-- EXERCISE REQUIREMENTS --
Exactly what is written in the records below should be returned, minus the images.

══ TASK INPUTS

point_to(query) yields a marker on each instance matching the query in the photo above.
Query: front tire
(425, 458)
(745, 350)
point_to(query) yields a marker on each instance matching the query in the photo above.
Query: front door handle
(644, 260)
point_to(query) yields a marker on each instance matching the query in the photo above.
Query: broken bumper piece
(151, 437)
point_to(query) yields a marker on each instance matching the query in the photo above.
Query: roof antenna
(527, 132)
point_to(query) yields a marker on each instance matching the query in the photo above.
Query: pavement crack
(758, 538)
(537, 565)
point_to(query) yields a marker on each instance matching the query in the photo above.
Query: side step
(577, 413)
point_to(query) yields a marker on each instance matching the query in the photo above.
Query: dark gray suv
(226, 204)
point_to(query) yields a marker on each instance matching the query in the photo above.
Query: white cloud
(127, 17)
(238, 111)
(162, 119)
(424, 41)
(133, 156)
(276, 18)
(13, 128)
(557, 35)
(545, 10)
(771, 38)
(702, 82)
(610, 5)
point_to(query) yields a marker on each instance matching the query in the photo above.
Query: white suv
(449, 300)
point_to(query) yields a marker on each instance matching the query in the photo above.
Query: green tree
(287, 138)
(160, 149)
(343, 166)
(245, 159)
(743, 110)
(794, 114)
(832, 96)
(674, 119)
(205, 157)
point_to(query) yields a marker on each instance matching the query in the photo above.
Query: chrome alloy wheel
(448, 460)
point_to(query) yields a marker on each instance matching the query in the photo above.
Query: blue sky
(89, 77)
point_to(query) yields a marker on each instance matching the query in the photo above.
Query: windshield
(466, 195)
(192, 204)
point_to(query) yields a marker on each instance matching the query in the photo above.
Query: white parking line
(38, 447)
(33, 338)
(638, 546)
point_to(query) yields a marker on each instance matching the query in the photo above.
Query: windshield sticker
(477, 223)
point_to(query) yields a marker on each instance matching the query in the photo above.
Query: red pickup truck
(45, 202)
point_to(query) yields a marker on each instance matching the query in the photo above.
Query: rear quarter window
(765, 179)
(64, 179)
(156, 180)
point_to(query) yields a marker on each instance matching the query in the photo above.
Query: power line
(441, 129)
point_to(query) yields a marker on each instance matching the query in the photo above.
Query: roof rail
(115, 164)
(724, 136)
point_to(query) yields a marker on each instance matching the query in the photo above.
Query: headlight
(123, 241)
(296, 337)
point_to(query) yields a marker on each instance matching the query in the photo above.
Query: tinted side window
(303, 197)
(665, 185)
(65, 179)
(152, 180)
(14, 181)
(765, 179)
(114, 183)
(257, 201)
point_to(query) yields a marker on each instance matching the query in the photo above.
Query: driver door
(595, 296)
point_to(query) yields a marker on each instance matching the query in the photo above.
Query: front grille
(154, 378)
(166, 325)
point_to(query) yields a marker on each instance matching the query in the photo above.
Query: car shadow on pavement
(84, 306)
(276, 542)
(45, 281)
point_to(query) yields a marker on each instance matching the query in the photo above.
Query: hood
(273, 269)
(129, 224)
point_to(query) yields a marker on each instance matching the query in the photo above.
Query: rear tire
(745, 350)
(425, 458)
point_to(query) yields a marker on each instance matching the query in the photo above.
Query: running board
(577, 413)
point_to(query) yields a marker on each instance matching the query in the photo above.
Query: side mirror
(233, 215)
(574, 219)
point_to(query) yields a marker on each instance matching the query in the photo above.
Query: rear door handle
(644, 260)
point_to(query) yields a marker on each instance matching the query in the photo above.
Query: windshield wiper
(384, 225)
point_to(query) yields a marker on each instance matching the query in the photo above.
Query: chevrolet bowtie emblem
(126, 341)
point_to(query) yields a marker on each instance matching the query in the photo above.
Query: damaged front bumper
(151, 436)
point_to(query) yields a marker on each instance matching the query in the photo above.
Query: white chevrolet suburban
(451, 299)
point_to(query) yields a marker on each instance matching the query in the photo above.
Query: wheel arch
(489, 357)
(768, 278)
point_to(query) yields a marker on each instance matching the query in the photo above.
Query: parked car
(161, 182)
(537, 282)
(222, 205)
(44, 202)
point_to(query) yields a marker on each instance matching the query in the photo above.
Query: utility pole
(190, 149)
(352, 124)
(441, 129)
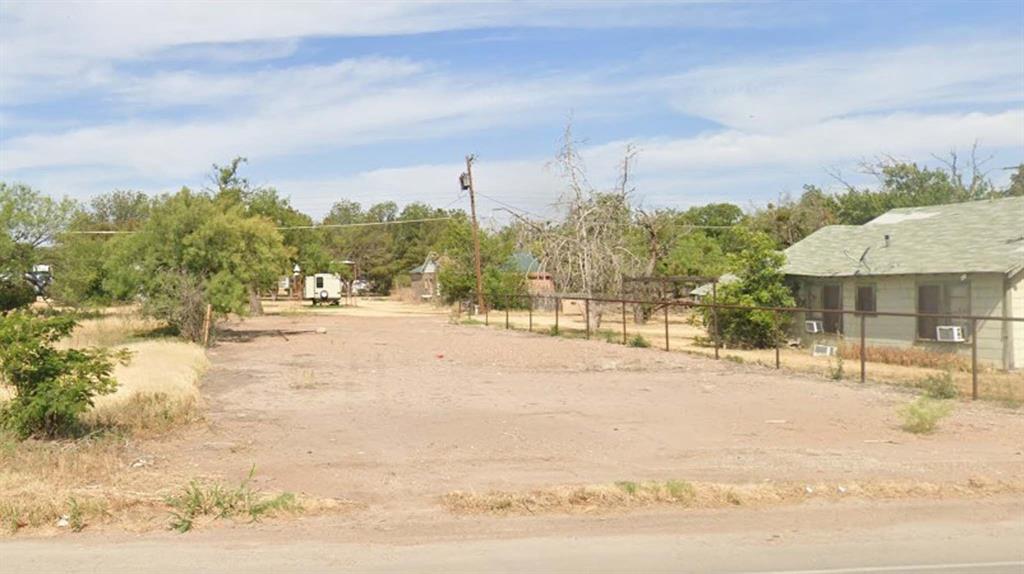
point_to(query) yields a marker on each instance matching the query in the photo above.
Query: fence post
(714, 313)
(777, 334)
(666, 326)
(974, 359)
(530, 299)
(586, 315)
(624, 322)
(863, 348)
(207, 324)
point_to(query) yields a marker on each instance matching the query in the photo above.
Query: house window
(832, 298)
(943, 299)
(864, 300)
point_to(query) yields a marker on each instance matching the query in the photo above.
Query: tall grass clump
(639, 342)
(923, 414)
(217, 501)
(940, 386)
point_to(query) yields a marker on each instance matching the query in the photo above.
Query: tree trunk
(255, 305)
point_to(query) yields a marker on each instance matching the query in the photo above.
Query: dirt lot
(394, 411)
(392, 407)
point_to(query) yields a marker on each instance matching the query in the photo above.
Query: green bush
(14, 295)
(760, 283)
(940, 386)
(52, 387)
(923, 415)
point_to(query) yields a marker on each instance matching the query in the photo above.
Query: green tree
(80, 257)
(761, 284)
(194, 251)
(52, 387)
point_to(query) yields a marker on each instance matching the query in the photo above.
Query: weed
(639, 342)
(836, 370)
(144, 414)
(940, 386)
(680, 490)
(217, 501)
(628, 487)
(911, 356)
(76, 518)
(923, 415)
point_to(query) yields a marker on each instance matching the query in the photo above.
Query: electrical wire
(289, 227)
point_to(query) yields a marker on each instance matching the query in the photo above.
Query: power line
(367, 224)
(509, 206)
(289, 227)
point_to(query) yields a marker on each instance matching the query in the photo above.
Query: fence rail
(528, 303)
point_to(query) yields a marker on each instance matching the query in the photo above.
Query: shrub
(923, 415)
(940, 386)
(639, 341)
(14, 295)
(52, 388)
(760, 283)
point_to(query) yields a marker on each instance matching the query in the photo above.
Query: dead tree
(588, 251)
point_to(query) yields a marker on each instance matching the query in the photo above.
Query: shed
(423, 279)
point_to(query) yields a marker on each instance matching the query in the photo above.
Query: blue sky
(375, 101)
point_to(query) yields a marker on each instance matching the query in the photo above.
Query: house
(423, 279)
(704, 292)
(955, 259)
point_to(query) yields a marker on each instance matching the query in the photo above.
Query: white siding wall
(1017, 327)
(899, 294)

════

-- RESPONSE BOX --
point_to(query) yields a marker on each instance matching the query in the photo above.
Query: front tire
(425, 458)
(745, 350)
point_to(query) yields a marker on each instance matching the query in the photo above.
Query: front door handle
(644, 260)
point_to(query) yields a marker on each instance matching the query in the photo above.
Query: broken bumper piece
(151, 437)
point_to(query) yields a marker on each instance matching the query in the photo above.
Query: roof antenna
(527, 132)
point_to(query) yields a marker on each instance matching the query in the photo above.
Query: pavement crack
(758, 538)
(537, 565)
point_to(query) yields a marker on each instance matching the query in the photo above.
Query: side step
(577, 413)
point_to(query) yields a marker on each instance matching the query in the photo above.
Query: dark gray suv
(226, 204)
point_to(query) yields a marker on each instance matching the query in the photo above.
Query: white cloud
(127, 17)
(238, 111)
(162, 119)
(424, 41)
(133, 156)
(276, 18)
(13, 128)
(557, 35)
(545, 10)
(771, 38)
(702, 82)
(610, 5)
point_to(query) yields a marker on each instance matching the query in the photo above.
Query: white suv
(449, 300)
point_to(query) yields a marker on each instance matching the query in the photo above.
Query: green tree
(287, 138)
(160, 149)
(343, 166)
(245, 159)
(743, 110)
(794, 114)
(832, 96)
(674, 119)
(205, 157)
point_to(query) yields a marker on each instance matching the query in the photo above.
Query: chrome alloy wheel
(448, 460)
point_to(query) yields a marker on each instance matching the query in the photo above.
Query: blue sky
(89, 77)
point_to(query) yields a marker on each instance matching the query in the photo above.
Query: windshield
(466, 195)
(192, 204)
point_to(query) yields a marker on each instance matching the query in the photo above.
Query: white parking line
(38, 447)
(33, 338)
(638, 546)
point_to(query) yields a marker on each instance matching the query in the photo above.
Query: windshield sticker
(477, 223)
point_to(query) yields a marker on each instance matching the query in the photo above.
Query: red pickup truck
(45, 202)
point_to(query) yields a marker on each instance matching the query in the photo above.
Query: rear quarter window
(765, 179)
(64, 179)
(156, 180)
point_to(query) yields a marker on each instance matching the query in the photo above.
Query: power line
(441, 129)
point_to(query) yields a marker on each instance matching the query in the photo above.
Query: roof rail
(115, 164)
(724, 136)
point_to(query) yields a marker on each instance matching the query in the photo above.
Query: headlight
(123, 241)
(296, 337)
point_to(query) yields a marker on each instance matching the query in the photo above.
Query: tinted side window
(303, 197)
(665, 185)
(65, 179)
(152, 180)
(14, 181)
(765, 179)
(114, 183)
(257, 201)
point_to(query) yields a marker on each instance matching the query in the photo above.
Query: driver door
(595, 296)
point_to(query) yields a marker on each instance matching the query in the photo above.
Query: front grille
(154, 378)
(166, 325)
point_to(query) yields a marker on each instance matching the query in the photo above.
Query: car shadow on pavement
(84, 306)
(276, 542)
(45, 281)
point_to(query) yields a marker on each instance matching the query in the photo above.
Query: hood
(273, 269)
(129, 224)
point_to(query) yields a marker on each instance matching the query in the photo above.
Query: rear tire
(745, 350)
(425, 458)
point_to(query) yields a marker on each instance matching the query in the photo above.
Query: running board
(577, 413)
point_to(query) yields a marker on each instance matching the query in the photo above.
Query: side mirror
(233, 215)
(574, 219)
point_to(query) yields a marker on each instance matching the query in the photo above.
Query: rear door handle
(644, 260)
point_to(query) yields a marker on each instance matching the query in the photo above.
Query: windshield wiper
(384, 225)
point_to(query) yields a marker on each instance matching the query in the photo above.
Query: chevrolet bowtie emblem
(126, 341)
point_to(query) yields a marker on each instance matching the query in the photo above.
Query: damaged front bumper
(151, 436)
point_to(query) yields a marker on each instance matching the query in the photo above.
Query: white chevrolet suburban
(451, 299)
point_to(query) yields a marker on each instance matching the query in the photo above.
Query: wheel arch
(489, 357)
(768, 278)
point_to(query) yields a marker on each instance matching the query in the photo above.
Query: parked car
(161, 182)
(537, 282)
(222, 205)
(44, 202)
point_to(query) yields a marker on each instance matching the query in the photo above.
Query: utility pole
(190, 149)
(352, 124)
(441, 129)
point_to(query) yields a marker on each instance matching the query in the photo above.
Query: fence post
(714, 313)
(777, 334)
(666, 326)
(974, 359)
(530, 299)
(586, 315)
(624, 322)
(863, 348)
(207, 324)
point_to(query) yields a marker on each instance matching the query in the photo above.
Query: house window
(832, 298)
(943, 299)
(864, 300)
point_to(query) yields a marker on each instance matching the query in the photo above.
Query: tall grass clump
(639, 342)
(923, 414)
(217, 501)
(940, 386)
point_to(query) yields a marker on each instance matching the query in the photo above.
Query: tree trunk
(255, 305)
point_to(query) yields a marker on each instance matching the query in the photo above.
Query: dirt lot
(394, 411)
(392, 407)
point_to(query) yields a marker on each instance matching the query in the photo above.
Query: green bush
(14, 295)
(760, 283)
(940, 386)
(52, 387)
(923, 415)
point_to(query) yields a marker on each instance matching the query in the photo above.
Query: green tree
(80, 257)
(761, 284)
(194, 251)
(52, 387)
point_to(query) yields a marker on each instance matching the query in the photo above.
Query: weed
(639, 342)
(836, 370)
(144, 414)
(940, 386)
(680, 490)
(217, 501)
(628, 487)
(911, 356)
(76, 518)
(923, 415)
point_to(query) yields a marker on each instance matching the query in the photo above.
Query: electrical wire
(289, 227)
point_to(query) yields a marker on each instance matching the query in the photo above.
Query: power line
(367, 224)
(509, 206)
(289, 227)
point_to(query) yields a marker on each instance matching the query in the photo above.
Query: fence rail
(528, 303)
point_to(query) yields a marker on each instance matching the query in the photo above.
Query: shrub
(923, 415)
(940, 386)
(639, 341)
(14, 295)
(52, 388)
(760, 283)
point_to(query) yields a marker on each instance matching the query in the photo above.
Query: dead tree
(588, 251)
point_to(query) yields a marker on each instance matching the query in the photo above.
Query: shed
(423, 279)
point_to(query) yields a marker on each instance matching the query in the photo above.
Query: blue sky
(375, 101)
point_to(query) yields a marker on each instance matching the query in the photo above.
Query: house
(423, 279)
(704, 292)
(955, 259)
point_to(query) yields a marker on each instance matching the query in the photo above.
Query: white siding wall
(1017, 327)
(899, 294)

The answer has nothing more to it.